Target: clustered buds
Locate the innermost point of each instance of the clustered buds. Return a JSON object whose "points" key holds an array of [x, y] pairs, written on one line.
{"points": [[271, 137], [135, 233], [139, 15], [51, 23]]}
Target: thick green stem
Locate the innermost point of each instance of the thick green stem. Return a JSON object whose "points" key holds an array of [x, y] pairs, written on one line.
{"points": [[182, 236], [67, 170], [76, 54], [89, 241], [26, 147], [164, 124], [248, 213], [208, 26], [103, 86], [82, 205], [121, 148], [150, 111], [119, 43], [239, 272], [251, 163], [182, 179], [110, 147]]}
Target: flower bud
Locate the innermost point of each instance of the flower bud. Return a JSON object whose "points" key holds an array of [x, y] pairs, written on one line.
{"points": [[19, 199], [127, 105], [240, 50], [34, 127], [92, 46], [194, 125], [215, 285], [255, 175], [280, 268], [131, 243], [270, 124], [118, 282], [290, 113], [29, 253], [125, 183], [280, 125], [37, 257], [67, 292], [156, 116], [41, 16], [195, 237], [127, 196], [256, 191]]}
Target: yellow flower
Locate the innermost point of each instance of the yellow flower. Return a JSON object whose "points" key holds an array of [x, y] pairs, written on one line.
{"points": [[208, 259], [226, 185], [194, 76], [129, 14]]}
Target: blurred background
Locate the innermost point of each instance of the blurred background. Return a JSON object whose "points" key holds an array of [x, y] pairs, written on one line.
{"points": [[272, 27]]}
────
EXERCISE PROMPT:
Please write out the records again, beginning at the line that has "Target: blurred background" and stopping at the end of the records. Keep every line in that stretch unchanged except the answers, where you shift each coordinate by adding 95 to it.

THE ANSWER:
Target: blurred background
Locate the innermost point of each instance of the blurred background. Return a JSON object whose "points" key holds an array of [x, y] pairs, written on one line.
{"points": [[367, 122]]}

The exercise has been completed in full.